[Records from a collection]
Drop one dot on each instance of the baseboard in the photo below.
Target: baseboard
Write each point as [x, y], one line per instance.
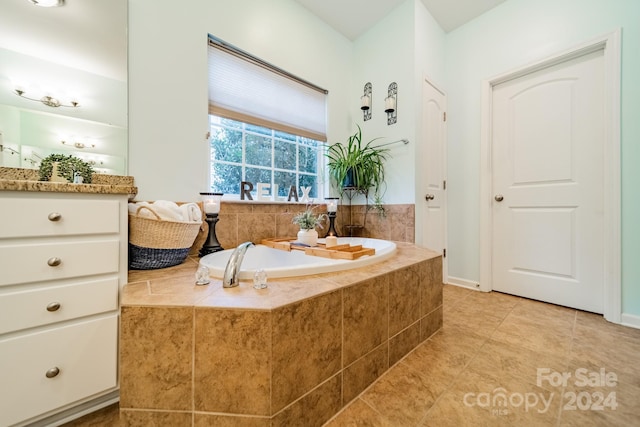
[632, 320]
[471, 284]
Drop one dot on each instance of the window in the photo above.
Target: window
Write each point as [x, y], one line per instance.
[245, 152]
[267, 126]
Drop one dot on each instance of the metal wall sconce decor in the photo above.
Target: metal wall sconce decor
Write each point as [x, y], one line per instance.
[332, 209]
[391, 104]
[47, 100]
[365, 102]
[211, 204]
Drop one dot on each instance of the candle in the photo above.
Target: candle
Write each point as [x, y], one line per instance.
[389, 104]
[210, 206]
[365, 102]
[211, 202]
[332, 205]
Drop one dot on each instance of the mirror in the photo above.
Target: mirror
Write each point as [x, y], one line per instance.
[76, 52]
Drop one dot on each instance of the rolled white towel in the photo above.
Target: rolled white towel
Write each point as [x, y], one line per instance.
[133, 209]
[166, 214]
[168, 206]
[191, 212]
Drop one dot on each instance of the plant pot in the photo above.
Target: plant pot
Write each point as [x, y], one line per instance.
[349, 180]
[308, 237]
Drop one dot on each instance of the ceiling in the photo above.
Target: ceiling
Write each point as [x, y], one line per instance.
[95, 29]
[354, 17]
[47, 33]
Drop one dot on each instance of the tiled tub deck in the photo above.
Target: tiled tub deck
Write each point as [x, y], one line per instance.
[292, 354]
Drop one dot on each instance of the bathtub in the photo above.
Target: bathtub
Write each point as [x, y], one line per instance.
[279, 263]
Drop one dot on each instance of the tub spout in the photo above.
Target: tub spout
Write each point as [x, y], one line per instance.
[232, 269]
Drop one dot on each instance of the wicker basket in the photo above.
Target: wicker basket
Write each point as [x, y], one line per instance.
[157, 243]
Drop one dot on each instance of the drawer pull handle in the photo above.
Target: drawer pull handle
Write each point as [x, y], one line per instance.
[53, 306]
[54, 262]
[54, 216]
[53, 372]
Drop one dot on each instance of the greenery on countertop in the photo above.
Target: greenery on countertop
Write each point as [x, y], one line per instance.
[67, 166]
[308, 220]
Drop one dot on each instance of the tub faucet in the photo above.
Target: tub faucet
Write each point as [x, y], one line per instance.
[232, 270]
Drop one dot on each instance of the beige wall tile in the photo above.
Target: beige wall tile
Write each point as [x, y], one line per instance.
[404, 298]
[232, 369]
[364, 371]
[430, 285]
[314, 409]
[131, 418]
[359, 413]
[403, 342]
[366, 321]
[155, 358]
[430, 323]
[217, 420]
[306, 346]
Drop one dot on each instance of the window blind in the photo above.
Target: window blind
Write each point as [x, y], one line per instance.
[247, 89]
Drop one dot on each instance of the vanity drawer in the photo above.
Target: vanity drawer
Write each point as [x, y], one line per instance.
[35, 307]
[31, 263]
[23, 217]
[85, 354]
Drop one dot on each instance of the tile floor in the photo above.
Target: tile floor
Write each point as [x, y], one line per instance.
[500, 360]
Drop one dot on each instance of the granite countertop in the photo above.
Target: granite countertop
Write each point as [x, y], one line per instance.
[17, 179]
[175, 286]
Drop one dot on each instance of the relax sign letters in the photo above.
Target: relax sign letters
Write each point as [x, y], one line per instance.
[265, 192]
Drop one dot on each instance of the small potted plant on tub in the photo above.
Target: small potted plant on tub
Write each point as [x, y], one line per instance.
[308, 221]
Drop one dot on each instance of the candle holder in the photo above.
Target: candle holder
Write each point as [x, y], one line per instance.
[332, 209]
[211, 203]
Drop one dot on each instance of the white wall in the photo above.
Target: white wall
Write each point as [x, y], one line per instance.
[511, 35]
[168, 151]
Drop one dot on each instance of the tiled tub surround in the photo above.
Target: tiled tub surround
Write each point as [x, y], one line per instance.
[247, 221]
[292, 354]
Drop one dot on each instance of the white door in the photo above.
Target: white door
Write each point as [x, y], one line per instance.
[434, 226]
[547, 175]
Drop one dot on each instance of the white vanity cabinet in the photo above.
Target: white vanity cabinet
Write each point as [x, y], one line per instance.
[63, 261]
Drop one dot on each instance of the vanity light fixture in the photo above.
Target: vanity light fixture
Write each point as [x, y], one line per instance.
[332, 209]
[211, 203]
[47, 100]
[365, 102]
[79, 145]
[47, 3]
[391, 104]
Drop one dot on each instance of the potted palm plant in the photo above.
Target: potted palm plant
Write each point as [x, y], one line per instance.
[357, 165]
[308, 221]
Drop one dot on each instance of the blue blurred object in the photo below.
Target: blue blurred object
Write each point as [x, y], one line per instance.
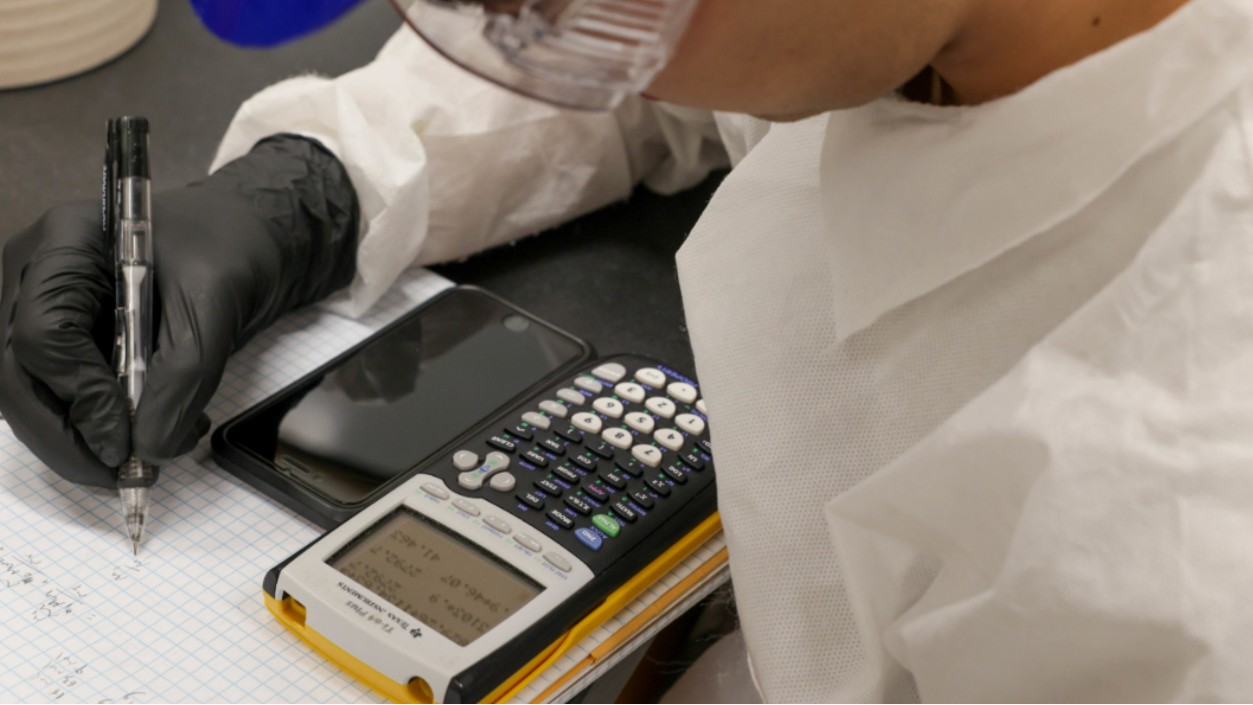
[267, 23]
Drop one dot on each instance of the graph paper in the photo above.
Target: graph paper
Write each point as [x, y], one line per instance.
[82, 620]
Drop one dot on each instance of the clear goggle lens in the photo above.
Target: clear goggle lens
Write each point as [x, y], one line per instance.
[585, 54]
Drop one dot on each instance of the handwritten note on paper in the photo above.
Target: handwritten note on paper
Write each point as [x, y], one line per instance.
[82, 620]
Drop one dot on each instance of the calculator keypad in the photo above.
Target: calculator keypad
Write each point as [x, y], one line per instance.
[598, 461]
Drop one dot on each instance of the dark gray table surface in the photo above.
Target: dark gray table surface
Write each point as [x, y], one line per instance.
[608, 277]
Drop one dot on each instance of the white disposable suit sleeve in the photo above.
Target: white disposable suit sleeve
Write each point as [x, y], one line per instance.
[447, 164]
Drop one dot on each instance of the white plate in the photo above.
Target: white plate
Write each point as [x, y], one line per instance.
[44, 40]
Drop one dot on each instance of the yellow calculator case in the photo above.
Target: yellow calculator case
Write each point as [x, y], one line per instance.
[494, 559]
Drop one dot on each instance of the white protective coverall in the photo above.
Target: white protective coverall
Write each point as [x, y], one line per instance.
[980, 378]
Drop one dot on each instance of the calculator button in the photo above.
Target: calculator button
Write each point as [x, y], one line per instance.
[692, 458]
[435, 491]
[578, 505]
[526, 542]
[691, 422]
[536, 420]
[494, 463]
[573, 396]
[659, 486]
[650, 376]
[675, 472]
[640, 421]
[589, 383]
[588, 537]
[624, 512]
[566, 472]
[558, 561]
[600, 447]
[554, 446]
[609, 407]
[554, 408]
[630, 467]
[465, 460]
[597, 491]
[465, 506]
[607, 524]
[610, 372]
[549, 486]
[642, 499]
[618, 437]
[660, 406]
[630, 391]
[560, 519]
[498, 524]
[615, 480]
[647, 455]
[682, 391]
[588, 422]
[503, 443]
[669, 437]
[531, 500]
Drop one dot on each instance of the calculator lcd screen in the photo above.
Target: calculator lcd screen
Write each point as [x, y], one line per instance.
[435, 576]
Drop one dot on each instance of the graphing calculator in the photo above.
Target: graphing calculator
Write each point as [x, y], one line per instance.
[460, 581]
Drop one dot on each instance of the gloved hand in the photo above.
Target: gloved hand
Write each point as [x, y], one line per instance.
[268, 232]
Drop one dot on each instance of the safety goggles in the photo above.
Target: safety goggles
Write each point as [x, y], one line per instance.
[585, 54]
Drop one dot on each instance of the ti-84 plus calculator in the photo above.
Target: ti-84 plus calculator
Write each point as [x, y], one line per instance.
[457, 584]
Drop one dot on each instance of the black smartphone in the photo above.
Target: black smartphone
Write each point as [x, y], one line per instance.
[340, 437]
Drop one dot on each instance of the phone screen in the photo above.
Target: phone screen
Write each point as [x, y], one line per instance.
[390, 405]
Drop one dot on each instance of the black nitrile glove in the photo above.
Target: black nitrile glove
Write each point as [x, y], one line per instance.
[268, 232]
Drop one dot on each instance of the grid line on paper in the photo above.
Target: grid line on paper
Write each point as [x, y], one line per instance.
[183, 622]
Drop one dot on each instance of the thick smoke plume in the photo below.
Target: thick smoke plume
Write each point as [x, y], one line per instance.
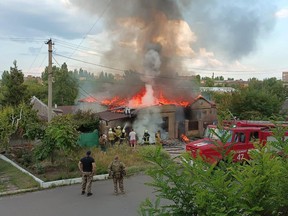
[154, 37]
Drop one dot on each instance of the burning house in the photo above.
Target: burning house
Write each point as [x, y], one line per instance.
[152, 40]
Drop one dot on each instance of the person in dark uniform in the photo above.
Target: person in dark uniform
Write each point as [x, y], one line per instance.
[146, 137]
[87, 168]
[117, 172]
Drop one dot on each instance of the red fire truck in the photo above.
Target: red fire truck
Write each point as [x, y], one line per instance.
[240, 141]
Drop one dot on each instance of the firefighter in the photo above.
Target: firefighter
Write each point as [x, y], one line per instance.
[118, 132]
[158, 140]
[111, 137]
[146, 137]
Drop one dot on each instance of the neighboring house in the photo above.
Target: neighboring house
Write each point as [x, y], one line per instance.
[202, 112]
[42, 109]
[217, 89]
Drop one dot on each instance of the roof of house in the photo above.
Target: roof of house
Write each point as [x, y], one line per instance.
[42, 108]
[203, 98]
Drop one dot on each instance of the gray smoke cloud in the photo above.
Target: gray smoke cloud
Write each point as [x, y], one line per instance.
[230, 28]
[146, 39]
[144, 36]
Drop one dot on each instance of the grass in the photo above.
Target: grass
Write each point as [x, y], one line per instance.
[67, 167]
[13, 179]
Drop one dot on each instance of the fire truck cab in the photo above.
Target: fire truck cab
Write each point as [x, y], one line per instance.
[241, 141]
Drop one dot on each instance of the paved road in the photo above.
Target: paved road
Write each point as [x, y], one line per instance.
[67, 201]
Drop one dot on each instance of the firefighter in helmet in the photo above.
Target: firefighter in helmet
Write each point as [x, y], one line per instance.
[146, 137]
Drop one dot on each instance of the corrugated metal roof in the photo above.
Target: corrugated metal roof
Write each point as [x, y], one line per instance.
[112, 116]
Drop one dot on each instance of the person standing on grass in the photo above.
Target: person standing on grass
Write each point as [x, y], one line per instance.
[103, 143]
[132, 138]
[117, 172]
[87, 167]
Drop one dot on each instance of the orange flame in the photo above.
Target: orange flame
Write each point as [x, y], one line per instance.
[137, 100]
[185, 138]
[88, 100]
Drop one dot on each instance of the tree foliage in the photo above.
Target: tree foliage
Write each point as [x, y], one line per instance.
[7, 127]
[86, 121]
[12, 86]
[37, 89]
[61, 135]
[64, 87]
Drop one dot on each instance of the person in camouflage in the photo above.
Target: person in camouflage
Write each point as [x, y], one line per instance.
[87, 167]
[117, 172]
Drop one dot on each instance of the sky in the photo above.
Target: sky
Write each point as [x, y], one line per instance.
[234, 39]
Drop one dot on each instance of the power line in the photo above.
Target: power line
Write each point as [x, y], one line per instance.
[36, 57]
[86, 62]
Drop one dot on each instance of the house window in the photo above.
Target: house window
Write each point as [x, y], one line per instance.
[193, 125]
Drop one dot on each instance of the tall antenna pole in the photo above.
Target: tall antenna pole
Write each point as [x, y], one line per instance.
[49, 42]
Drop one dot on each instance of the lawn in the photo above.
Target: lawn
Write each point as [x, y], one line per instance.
[65, 167]
[13, 179]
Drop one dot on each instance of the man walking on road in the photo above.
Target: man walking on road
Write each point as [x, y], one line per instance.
[87, 167]
[117, 172]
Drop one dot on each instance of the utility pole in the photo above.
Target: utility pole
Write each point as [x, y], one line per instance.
[49, 42]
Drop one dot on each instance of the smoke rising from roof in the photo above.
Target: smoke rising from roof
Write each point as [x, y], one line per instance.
[152, 37]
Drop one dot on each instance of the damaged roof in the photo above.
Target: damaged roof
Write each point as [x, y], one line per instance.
[112, 115]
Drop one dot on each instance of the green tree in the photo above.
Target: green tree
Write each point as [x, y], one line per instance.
[86, 121]
[209, 82]
[255, 103]
[60, 135]
[65, 85]
[7, 126]
[12, 87]
[37, 89]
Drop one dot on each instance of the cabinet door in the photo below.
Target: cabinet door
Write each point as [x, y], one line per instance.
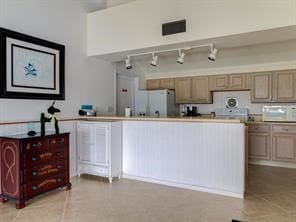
[167, 83]
[259, 146]
[219, 82]
[283, 147]
[153, 84]
[284, 86]
[200, 91]
[237, 81]
[101, 145]
[261, 87]
[183, 90]
[84, 142]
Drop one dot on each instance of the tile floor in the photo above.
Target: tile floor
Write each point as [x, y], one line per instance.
[270, 197]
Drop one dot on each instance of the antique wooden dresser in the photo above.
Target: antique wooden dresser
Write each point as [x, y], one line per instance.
[31, 165]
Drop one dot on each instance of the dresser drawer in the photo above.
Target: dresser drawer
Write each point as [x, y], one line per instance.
[258, 128]
[45, 170]
[44, 185]
[43, 157]
[33, 145]
[60, 141]
[283, 129]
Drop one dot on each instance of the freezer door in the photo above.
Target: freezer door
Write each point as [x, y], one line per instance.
[141, 102]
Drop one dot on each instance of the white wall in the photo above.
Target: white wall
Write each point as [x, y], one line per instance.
[88, 80]
[137, 25]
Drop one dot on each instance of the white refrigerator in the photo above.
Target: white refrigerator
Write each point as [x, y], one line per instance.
[152, 101]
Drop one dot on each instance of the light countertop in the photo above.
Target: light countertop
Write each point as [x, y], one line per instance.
[163, 119]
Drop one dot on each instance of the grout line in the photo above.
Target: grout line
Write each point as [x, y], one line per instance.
[17, 215]
[65, 204]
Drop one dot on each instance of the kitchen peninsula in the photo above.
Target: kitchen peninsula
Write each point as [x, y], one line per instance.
[205, 154]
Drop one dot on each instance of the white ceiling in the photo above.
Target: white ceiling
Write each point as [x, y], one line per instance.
[241, 40]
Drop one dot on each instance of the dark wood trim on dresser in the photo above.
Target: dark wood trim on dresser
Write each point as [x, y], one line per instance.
[30, 166]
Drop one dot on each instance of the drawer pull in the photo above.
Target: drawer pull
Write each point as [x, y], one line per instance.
[59, 167]
[60, 141]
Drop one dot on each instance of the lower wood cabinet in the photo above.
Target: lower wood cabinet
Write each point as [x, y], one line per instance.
[259, 146]
[284, 147]
[99, 148]
[275, 142]
[259, 142]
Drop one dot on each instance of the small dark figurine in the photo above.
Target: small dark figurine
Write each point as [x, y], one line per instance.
[51, 110]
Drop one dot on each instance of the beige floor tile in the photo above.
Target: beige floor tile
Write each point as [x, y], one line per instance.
[270, 196]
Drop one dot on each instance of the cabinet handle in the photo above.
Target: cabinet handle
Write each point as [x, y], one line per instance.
[59, 167]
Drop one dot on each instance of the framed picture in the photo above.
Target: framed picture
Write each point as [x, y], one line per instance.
[31, 68]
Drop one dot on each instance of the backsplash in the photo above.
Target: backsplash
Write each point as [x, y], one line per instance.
[219, 98]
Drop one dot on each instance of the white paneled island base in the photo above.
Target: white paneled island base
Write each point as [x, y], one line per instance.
[203, 156]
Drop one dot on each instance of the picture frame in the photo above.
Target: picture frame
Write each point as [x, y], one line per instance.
[31, 68]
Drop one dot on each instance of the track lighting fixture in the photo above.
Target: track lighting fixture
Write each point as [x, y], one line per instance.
[181, 56]
[154, 59]
[212, 55]
[128, 64]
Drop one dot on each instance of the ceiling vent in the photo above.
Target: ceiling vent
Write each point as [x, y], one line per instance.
[174, 27]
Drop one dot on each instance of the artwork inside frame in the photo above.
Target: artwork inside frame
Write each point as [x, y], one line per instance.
[31, 68]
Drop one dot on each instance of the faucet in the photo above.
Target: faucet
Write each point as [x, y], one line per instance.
[157, 113]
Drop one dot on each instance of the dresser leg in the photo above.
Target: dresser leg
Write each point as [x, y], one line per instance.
[20, 204]
[69, 186]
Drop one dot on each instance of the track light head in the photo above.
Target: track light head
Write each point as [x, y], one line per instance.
[181, 57]
[212, 55]
[128, 64]
[154, 60]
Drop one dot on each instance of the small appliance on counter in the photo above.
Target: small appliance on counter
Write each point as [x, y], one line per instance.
[232, 113]
[192, 111]
[87, 110]
[279, 113]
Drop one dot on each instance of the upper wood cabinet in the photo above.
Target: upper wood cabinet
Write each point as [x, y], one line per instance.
[261, 87]
[193, 90]
[284, 86]
[183, 90]
[229, 82]
[278, 86]
[200, 91]
[153, 84]
[219, 82]
[167, 83]
[237, 81]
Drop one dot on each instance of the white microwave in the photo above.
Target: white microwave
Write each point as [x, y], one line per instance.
[279, 113]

- **WHAT TO WORK ON**:
Please transcribe only the lines in the records above running from the line that has "Target: white plate" through the line that has "Target: calculator lcd screen", both included, exactly as they appear.

- **WORKED SOLUTION**:
Target: white plate
Write each point as [x, y], one line per instance.
[44, 40]
Drop one dot on each instance of the yellow calculator case in the photo above.
Target: yellow calculator case
Write each point as [x, y], one line per instance.
[494, 559]
Drop one dot on each instance of the white protective coverall in the photo above.
Target: white protective coverall
Write each point as [x, y], one line per instance.
[980, 378]
Drop one dot on each instance of the calculator button in the photo above.
Target: calculator button
Write each point as [x, y], one line per instance.
[692, 458]
[435, 491]
[578, 505]
[526, 542]
[691, 422]
[536, 420]
[494, 463]
[573, 396]
[659, 486]
[650, 376]
[675, 472]
[640, 421]
[589, 383]
[588, 537]
[624, 512]
[566, 472]
[558, 561]
[600, 447]
[554, 446]
[609, 407]
[554, 408]
[630, 467]
[465, 460]
[597, 491]
[465, 506]
[607, 524]
[610, 372]
[549, 486]
[642, 499]
[618, 437]
[660, 406]
[630, 391]
[560, 519]
[498, 524]
[615, 480]
[647, 455]
[682, 391]
[588, 422]
[503, 443]
[669, 437]
[531, 500]
Drop one dot on each instance of the calculator lcd screen in the photo above.
Target: calculator lcd screen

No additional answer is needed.